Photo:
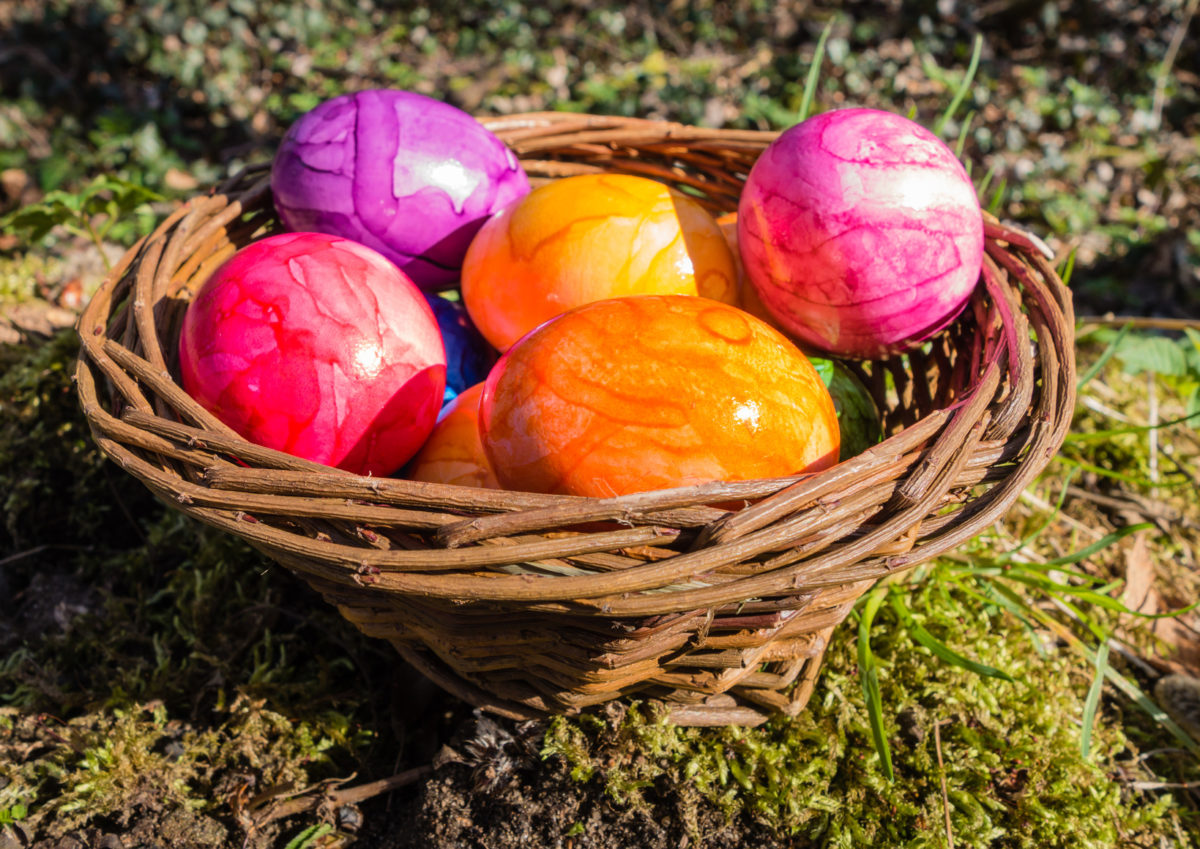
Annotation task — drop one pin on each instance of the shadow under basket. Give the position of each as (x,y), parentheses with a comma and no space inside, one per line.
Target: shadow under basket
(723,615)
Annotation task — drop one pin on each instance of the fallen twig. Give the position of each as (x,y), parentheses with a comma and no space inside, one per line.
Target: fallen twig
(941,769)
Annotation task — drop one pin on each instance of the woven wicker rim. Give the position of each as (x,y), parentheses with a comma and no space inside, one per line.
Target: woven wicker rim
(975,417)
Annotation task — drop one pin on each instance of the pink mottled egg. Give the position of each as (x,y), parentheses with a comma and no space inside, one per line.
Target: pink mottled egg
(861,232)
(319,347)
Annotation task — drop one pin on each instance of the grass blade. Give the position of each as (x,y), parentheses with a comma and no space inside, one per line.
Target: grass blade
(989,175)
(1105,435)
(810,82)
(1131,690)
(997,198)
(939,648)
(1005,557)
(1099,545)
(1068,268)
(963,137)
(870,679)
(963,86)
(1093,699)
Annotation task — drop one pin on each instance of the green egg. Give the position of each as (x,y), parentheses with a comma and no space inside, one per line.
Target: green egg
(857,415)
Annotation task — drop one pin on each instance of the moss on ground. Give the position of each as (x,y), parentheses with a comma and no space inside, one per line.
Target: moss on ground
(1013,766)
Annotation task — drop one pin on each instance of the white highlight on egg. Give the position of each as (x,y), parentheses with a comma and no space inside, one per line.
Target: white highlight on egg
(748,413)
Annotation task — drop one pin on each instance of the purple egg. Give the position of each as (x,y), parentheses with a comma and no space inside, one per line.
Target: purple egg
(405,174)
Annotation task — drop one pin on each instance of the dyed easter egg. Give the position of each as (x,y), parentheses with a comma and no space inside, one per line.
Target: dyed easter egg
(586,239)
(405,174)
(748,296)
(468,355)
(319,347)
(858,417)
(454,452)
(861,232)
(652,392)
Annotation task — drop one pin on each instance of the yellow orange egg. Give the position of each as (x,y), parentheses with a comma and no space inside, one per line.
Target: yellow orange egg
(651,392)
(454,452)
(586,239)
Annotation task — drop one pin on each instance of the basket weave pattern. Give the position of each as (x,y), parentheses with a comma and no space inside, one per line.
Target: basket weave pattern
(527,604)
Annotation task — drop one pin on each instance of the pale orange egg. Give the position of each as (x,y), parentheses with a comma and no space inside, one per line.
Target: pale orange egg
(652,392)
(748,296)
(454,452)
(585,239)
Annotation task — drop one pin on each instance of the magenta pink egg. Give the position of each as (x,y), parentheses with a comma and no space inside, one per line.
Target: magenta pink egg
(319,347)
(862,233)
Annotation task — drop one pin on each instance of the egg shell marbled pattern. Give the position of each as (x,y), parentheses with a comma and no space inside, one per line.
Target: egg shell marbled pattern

====

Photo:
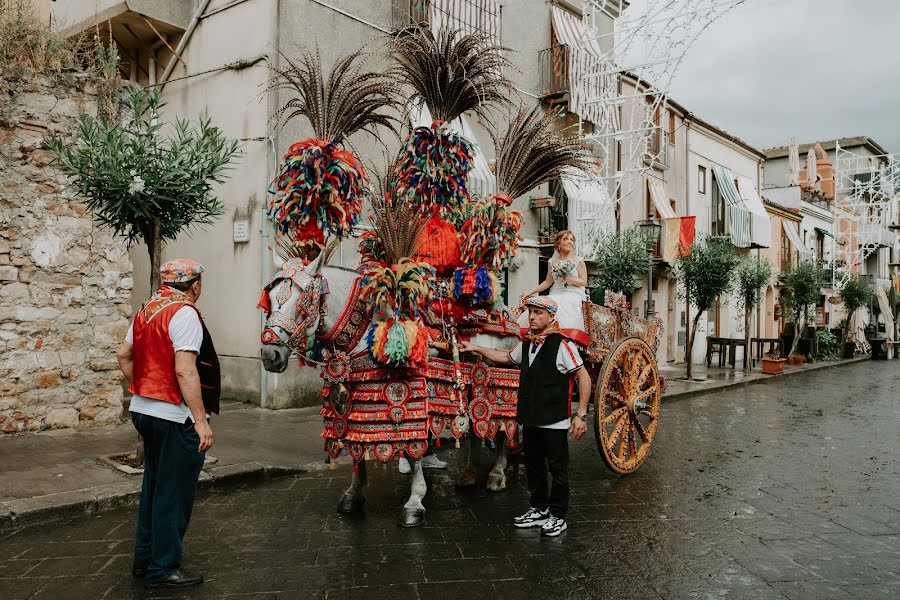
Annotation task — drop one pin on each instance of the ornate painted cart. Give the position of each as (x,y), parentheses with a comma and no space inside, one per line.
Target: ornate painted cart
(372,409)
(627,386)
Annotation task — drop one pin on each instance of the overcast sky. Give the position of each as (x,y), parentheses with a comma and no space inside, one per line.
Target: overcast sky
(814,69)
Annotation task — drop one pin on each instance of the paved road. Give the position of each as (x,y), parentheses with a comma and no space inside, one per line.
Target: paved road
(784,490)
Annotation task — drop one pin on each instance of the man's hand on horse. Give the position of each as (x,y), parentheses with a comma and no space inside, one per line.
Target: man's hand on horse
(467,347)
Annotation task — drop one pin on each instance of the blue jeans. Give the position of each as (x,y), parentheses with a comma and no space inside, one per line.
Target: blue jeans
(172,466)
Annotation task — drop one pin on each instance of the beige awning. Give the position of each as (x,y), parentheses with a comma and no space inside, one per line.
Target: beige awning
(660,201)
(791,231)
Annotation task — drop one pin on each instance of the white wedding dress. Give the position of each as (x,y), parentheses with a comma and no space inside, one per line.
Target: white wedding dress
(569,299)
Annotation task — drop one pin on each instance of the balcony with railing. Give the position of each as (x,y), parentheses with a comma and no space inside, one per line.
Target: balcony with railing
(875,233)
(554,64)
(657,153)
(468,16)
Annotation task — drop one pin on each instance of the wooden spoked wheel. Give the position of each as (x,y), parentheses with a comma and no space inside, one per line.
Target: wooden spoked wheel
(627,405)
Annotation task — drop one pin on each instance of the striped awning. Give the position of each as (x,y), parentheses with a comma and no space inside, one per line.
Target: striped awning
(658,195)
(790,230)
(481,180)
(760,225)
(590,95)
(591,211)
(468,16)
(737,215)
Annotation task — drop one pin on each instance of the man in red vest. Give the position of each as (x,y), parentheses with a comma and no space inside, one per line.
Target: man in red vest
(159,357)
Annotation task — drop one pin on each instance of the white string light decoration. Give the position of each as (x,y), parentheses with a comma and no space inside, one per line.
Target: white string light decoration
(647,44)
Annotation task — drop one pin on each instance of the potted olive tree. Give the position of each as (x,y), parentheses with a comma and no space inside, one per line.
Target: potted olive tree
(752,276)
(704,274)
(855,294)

====

EXERCISE:
Rewrite the rows from the line containing "of the dyed" through the line containing "Target: egg shell marbled pattern" as a JSON list of strings, one string per line, leaving out any blank lines.

CORRECT OUTPUT:
[
  "Annotation task — drop one pin on each instance of the dyed easter egg. Give the position of each as (x,y), parentheses with a comma and no space inside, one per line.",
  "Target: dyed easter egg",
  "(586,239)",
  "(405,174)",
  "(748,296)",
  "(468,355)",
  "(319,347)",
  "(858,417)",
  "(454,452)",
  "(861,232)",
  "(652,392)",
  "Annotation task — drop one pin on each instance of the yellow orange egg. Give the position of each as (x,y), parentheses with a comma and no space inside, one per line.",
  "Target: yellow orange egg",
  "(651,392)",
  "(454,452)",
  "(586,239)",
  "Annotation task — drop one pin on each instance of the basket weave pattern. Give the position of each as (x,y), parentheses with a comma and no space inside, one per line.",
  "Target: basket weave pattern",
  "(527,604)",
  "Annotation task — drop one pin on each instance of the pale orange egg. Give the position of each as (x,y), parentheses with a comma and no space inside, one per line.",
  "Target: pale orange egg",
  "(652,392)",
  "(748,296)",
  "(454,452)",
  "(585,239)",
  "Annotation task — drop one pin on each instance of the magenta pink egg. Give the position of each as (x,y), parentheses with a comma and no space inside, one per line.",
  "Target: magenta pink egg",
  "(319,347)",
  "(862,233)",
  "Annotation task — drop one pin on each instance of the egg shell marbled pattern. Give the position of each as (x,y), parentheses with a comma and no space inside, one per line.",
  "Target: egg shell marbled pattern"
]